▶ Given exercise 1
In the entries further down, locate every line that contains the word "transparent" and copy each of those lines in full.

▶ Excerpted passage
Spain's vintage 2009


Victor de la Serna, deputy editor of the Spanish daily El Mundo, eminent wine writer and now wine producer at Finca Sandoval in Manchuela, kicks off our report on the 2009 harvest in Spain. His overview is followed by the official Wines from Spain report (written in fact by UK wine writer Patricia Langton, end Oct) and then a little more detail from official sources in Rioja and Rueda. While at WineFuture recently, Jancis heard first-hand reports of vines closing down in Priorat due to the extreme heat and also that it was uncomfortably hot and dry in Rioja. Our picture shows night harvesting in Rueda.


The 2009 vintage was basically a two-faced story in Spain, where the northern half tells a happy tale and the southern half plus much of the Mediterranean wine regions tells a less felicitous one.

The 2009 growing seasond in Spain resembled 2003, with fewer days of 40+ ºC temperatures but, overall, a higher average temperature and even more drought than that infamous, ultra-hot vintage. In the warmer parts of Spain, with earlier harvesting dates, this meant a disproportionate percentage of grapes that had become raisined or had simply shrivelled on the vine even before they had reached ripeness. The drought and heat caused severe blockages in the ripening process. Production dropped measurably, and quality did too – unless the growers did a fierce selection in the vineyard, which was not always the case.

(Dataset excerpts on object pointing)
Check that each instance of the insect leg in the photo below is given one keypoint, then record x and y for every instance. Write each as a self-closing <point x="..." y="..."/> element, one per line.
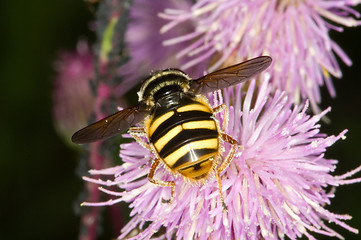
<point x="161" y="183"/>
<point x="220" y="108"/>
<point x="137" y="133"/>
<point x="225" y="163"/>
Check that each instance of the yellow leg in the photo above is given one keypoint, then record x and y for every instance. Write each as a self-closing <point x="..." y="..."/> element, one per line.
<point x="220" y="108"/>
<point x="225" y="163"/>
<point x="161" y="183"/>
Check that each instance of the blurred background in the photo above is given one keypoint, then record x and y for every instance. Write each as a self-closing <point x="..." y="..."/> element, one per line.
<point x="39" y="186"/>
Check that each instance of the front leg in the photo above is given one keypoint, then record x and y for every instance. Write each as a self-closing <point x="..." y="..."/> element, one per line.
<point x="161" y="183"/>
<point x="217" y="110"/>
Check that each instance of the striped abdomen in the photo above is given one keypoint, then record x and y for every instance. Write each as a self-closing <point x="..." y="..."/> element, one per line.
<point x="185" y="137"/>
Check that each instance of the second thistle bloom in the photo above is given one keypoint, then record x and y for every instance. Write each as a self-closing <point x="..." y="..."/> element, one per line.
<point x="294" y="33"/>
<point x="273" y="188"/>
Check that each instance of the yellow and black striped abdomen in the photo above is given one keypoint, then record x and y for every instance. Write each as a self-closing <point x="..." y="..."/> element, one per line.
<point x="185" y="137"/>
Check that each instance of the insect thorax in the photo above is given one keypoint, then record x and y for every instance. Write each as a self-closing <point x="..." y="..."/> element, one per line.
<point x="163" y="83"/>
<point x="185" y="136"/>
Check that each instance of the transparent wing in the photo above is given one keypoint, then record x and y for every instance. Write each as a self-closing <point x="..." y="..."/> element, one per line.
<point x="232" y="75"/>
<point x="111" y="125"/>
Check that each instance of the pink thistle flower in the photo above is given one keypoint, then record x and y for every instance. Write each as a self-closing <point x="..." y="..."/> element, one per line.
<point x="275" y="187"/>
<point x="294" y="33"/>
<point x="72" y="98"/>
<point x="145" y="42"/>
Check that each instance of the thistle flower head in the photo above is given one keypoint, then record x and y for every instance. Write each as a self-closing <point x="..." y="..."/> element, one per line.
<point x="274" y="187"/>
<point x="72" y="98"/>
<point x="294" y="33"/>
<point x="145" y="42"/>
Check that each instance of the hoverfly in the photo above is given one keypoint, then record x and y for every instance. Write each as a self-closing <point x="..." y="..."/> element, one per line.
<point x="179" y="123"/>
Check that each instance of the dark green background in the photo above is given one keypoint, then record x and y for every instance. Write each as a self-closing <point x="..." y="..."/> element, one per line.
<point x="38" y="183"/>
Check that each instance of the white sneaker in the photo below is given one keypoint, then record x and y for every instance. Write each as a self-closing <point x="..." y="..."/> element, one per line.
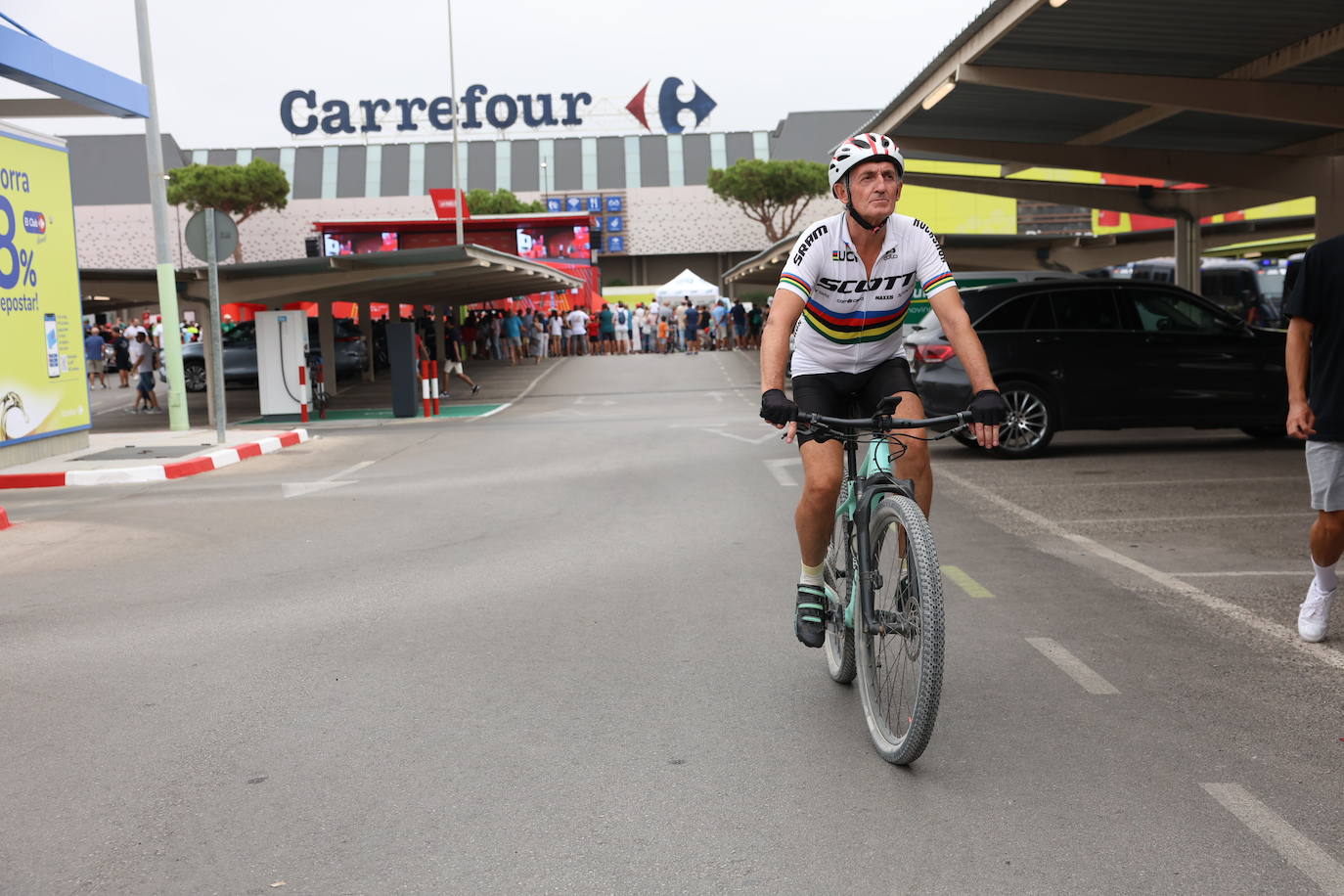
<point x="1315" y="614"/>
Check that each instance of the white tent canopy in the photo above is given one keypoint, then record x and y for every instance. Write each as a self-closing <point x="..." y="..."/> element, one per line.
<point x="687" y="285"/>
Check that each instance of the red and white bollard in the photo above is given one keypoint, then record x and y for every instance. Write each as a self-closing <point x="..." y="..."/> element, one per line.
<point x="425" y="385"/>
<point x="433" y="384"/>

▶ Given exercise 2
In the report on Spain's 2009 vintage, where is Victor de la Serna now a wine producer?

▶ Task result 1
Check that each instance of the transparent wing in the photo above is given one keypoint, then record x and y for every instance. Write each as a self-closing <point x="..." y="..."/> element, one per line.

▶ Task result 2
At Finca Sandoval in Manchuela.